- [TRABALHO PROPOSTO]
Transcreva sem nenhuma alteração as linhas do trecho que começa na linha que contém "Please trace the outline of every instance of the building" e termina na linha que contém "229], [343, 237]]", incluindo as duas.

- [DADOS REGISTRADOS]
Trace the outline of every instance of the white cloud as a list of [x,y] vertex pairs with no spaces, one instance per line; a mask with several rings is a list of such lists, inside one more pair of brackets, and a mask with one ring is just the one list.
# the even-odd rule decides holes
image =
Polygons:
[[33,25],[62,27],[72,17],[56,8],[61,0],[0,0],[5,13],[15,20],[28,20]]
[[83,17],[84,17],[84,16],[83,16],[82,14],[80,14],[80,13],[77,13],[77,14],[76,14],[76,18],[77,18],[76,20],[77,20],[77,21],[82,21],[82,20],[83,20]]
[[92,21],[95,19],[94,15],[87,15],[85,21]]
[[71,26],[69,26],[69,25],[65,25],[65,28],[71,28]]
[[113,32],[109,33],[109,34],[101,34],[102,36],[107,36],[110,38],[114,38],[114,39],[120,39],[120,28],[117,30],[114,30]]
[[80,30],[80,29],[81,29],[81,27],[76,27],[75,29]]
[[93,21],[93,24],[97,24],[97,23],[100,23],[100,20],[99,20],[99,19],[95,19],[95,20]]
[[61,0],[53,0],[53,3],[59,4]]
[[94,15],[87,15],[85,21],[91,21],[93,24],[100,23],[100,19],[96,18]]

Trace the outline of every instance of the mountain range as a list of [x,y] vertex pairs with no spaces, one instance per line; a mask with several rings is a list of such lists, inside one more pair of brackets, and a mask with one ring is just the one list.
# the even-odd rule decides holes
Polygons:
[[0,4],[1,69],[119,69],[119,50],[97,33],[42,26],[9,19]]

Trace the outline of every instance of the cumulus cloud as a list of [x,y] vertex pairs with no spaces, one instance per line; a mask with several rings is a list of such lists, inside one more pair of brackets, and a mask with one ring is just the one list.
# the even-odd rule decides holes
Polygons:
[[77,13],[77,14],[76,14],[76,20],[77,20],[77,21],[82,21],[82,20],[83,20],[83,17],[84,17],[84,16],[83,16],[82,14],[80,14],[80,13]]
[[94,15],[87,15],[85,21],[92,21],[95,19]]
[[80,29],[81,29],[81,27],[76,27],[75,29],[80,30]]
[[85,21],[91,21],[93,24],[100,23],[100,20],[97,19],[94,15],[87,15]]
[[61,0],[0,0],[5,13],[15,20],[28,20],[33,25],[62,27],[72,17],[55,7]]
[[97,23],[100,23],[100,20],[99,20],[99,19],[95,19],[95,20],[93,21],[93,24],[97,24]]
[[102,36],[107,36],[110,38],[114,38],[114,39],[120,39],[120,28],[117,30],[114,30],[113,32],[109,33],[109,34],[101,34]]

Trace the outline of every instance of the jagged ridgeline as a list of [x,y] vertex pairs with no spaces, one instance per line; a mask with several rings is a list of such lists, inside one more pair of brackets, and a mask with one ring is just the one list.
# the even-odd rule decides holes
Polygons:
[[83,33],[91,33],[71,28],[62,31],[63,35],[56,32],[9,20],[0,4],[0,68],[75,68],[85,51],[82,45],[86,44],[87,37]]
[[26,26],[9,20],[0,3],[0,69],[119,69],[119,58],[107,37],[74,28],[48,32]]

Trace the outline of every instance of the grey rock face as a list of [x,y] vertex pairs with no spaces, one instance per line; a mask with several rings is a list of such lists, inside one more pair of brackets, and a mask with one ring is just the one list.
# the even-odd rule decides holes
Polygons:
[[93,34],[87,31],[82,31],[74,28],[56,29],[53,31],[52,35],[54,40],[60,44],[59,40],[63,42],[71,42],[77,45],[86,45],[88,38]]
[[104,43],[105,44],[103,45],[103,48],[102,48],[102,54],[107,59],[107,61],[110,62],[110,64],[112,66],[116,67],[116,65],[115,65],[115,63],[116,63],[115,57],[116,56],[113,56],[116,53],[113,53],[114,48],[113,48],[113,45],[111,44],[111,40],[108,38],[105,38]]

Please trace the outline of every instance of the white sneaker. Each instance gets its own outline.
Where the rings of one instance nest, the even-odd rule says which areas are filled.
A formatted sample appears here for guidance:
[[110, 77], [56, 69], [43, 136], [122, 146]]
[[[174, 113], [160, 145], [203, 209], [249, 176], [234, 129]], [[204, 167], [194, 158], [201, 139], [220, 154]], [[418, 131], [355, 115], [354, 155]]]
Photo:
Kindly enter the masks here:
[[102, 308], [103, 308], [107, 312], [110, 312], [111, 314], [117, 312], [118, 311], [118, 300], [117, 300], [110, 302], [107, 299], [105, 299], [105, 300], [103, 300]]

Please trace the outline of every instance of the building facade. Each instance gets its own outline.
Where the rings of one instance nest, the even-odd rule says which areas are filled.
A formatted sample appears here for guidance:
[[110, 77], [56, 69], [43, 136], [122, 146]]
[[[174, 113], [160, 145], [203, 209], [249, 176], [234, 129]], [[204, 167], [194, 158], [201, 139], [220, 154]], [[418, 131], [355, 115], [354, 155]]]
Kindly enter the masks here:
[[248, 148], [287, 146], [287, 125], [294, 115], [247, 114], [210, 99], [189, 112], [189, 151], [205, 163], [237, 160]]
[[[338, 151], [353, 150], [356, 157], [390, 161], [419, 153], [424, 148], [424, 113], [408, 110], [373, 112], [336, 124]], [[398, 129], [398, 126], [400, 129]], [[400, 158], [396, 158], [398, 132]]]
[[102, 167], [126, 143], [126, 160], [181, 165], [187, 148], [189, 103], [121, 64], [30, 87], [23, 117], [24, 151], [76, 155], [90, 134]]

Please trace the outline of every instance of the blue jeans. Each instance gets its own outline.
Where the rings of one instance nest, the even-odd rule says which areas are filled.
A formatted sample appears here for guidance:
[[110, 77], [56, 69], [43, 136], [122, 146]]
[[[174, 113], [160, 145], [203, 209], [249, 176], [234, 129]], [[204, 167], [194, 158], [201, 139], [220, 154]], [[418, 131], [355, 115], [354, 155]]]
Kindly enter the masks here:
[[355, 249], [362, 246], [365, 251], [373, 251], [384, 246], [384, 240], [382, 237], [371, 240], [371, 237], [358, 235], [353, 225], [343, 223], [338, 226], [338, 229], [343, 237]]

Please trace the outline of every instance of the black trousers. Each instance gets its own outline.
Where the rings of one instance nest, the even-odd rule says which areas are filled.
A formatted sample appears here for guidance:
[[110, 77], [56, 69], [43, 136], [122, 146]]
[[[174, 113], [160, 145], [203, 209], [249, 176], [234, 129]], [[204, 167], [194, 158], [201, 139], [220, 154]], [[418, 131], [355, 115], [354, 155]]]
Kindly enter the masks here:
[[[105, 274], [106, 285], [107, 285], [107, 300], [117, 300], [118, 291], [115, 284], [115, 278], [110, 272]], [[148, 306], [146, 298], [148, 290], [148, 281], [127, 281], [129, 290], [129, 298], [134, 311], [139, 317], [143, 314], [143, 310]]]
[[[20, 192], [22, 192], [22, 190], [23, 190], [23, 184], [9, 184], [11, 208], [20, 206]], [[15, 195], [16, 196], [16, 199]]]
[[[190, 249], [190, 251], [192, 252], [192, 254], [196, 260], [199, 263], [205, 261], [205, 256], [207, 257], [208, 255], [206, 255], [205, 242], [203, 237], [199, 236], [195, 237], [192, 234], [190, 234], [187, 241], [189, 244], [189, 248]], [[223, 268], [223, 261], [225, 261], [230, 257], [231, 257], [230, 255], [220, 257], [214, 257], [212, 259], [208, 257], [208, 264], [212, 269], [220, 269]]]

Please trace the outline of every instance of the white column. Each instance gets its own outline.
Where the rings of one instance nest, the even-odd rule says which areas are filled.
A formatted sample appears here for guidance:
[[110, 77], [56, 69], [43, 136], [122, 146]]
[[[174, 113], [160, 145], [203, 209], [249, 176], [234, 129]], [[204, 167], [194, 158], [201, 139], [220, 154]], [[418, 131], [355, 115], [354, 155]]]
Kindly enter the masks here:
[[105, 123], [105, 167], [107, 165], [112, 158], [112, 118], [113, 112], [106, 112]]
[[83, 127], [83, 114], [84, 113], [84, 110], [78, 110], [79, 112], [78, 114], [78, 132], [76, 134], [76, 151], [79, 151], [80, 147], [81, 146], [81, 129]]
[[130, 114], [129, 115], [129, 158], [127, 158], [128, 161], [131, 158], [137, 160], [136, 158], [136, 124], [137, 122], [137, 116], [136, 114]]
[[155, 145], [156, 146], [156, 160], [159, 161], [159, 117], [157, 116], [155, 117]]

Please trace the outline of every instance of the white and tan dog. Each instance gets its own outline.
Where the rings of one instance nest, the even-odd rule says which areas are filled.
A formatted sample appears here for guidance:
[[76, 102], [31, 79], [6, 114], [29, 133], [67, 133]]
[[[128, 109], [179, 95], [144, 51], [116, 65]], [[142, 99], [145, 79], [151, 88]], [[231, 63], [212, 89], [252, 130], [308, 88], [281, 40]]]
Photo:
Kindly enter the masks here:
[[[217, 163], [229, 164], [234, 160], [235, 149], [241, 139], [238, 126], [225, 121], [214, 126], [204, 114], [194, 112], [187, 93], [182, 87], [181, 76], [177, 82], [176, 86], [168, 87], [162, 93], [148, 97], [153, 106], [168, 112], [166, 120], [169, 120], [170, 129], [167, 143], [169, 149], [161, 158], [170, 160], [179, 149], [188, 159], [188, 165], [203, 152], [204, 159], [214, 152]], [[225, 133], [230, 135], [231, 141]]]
==
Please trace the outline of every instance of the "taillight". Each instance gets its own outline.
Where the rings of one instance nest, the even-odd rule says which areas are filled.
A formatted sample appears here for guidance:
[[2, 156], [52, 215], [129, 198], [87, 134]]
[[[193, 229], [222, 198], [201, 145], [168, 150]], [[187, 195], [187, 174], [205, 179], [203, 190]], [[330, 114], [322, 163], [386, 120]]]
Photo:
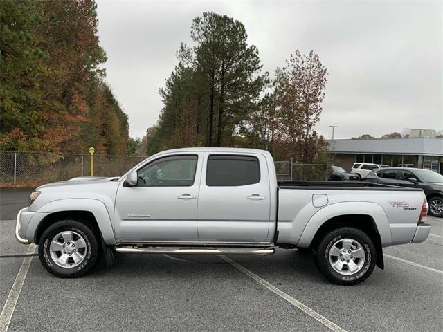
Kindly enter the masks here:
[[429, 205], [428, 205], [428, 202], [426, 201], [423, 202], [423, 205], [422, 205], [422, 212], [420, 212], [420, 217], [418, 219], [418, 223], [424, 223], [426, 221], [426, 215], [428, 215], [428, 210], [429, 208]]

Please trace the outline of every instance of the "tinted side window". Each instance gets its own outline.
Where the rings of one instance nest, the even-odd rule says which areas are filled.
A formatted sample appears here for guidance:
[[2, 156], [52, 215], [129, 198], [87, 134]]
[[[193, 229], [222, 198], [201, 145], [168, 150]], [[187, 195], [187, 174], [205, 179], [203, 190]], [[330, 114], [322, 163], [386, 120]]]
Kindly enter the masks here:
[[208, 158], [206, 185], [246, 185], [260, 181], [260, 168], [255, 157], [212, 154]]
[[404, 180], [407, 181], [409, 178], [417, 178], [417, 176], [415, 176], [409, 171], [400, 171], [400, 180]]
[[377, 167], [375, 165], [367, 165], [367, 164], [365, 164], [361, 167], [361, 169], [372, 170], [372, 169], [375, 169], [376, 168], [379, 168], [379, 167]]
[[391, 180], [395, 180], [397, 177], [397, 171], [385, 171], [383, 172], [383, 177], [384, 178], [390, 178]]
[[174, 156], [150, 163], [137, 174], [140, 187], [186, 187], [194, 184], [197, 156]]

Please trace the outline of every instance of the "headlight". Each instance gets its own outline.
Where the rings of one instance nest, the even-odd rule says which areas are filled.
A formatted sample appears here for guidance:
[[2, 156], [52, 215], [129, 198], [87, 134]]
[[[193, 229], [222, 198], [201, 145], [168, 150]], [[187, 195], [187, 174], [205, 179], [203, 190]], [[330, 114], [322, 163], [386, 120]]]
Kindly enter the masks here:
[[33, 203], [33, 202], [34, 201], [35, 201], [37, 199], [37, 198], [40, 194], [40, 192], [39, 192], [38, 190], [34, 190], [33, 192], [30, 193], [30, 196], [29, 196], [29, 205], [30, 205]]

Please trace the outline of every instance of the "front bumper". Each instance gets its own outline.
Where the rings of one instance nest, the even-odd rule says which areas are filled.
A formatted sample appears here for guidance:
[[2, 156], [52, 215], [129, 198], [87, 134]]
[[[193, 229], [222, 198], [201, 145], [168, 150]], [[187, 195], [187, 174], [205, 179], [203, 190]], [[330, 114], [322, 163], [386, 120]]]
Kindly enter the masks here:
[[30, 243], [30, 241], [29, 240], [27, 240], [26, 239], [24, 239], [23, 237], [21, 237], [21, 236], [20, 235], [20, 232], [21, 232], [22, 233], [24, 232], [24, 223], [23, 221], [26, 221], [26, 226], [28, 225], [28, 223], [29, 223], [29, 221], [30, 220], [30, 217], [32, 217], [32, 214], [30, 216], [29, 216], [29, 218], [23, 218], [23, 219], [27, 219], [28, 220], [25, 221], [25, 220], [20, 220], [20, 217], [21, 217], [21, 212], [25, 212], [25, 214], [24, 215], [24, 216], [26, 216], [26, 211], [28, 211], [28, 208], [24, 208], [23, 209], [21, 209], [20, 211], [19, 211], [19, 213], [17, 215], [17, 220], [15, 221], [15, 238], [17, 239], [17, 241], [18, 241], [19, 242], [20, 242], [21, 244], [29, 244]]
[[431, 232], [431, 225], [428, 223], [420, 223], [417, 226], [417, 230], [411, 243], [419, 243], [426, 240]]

- [RESULTADO DA TAREFA]
Please trace the outline of every instance of the building facade. Each instance gets its own outline.
Where the rings of one instance nest, the even-odd rule says which areas are filled.
A formatted sample appears here for guidance:
[[110, 77], [56, 69], [43, 136], [122, 146]]
[[[174, 113], [160, 145], [203, 209], [249, 176], [234, 129]], [[204, 167], [194, 158], [201, 139], [220, 154]], [[418, 131], [355, 115], [354, 155]]]
Kindly enter the masks here:
[[248, 148], [287, 146], [287, 125], [294, 115], [247, 114], [210, 99], [189, 112], [189, 151], [205, 163], [237, 160]]
[[[338, 151], [353, 150], [356, 157], [390, 161], [419, 153], [424, 148], [424, 113], [408, 110], [373, 112], [336, 124]], [[398, 129], [398, 126], [400, 129]], [[400, 158], [396, 158], [398, 132]]]
[[102, 167], [126, 143], [126, 160], [181, 165], [187, 148], [189, 103], [121, 64], [30, 87], [23, 117], [24, 151], [76, 155], [90, 134]]

Please trace the outline of every instance of the blue jeans. Each instance gets its own outline.
Where the rings of one instance nest, the even-odd rule says which areas are filled.
A formatted sample appears here for guidance:
[[110, 77], [56, 69], [43, 136], [122, 146]]
[[[174, 113], [160, 145], [203, 209], [249, 176], [234, 129]], [[204, 167], [194, 158], [201, 139], [220, 154]], [[418, 131], [355, 115], [354, 155]]]
Kindly enter the masks here:
[[355, 249], [362, 246], [365, 251], [373, 251], [384, 246], [384, 240], [382, 237], [371, 240], [371, 237], [358, 235], [353, 225], [343, 223], [338, 226], [338, 229], [343, 237]]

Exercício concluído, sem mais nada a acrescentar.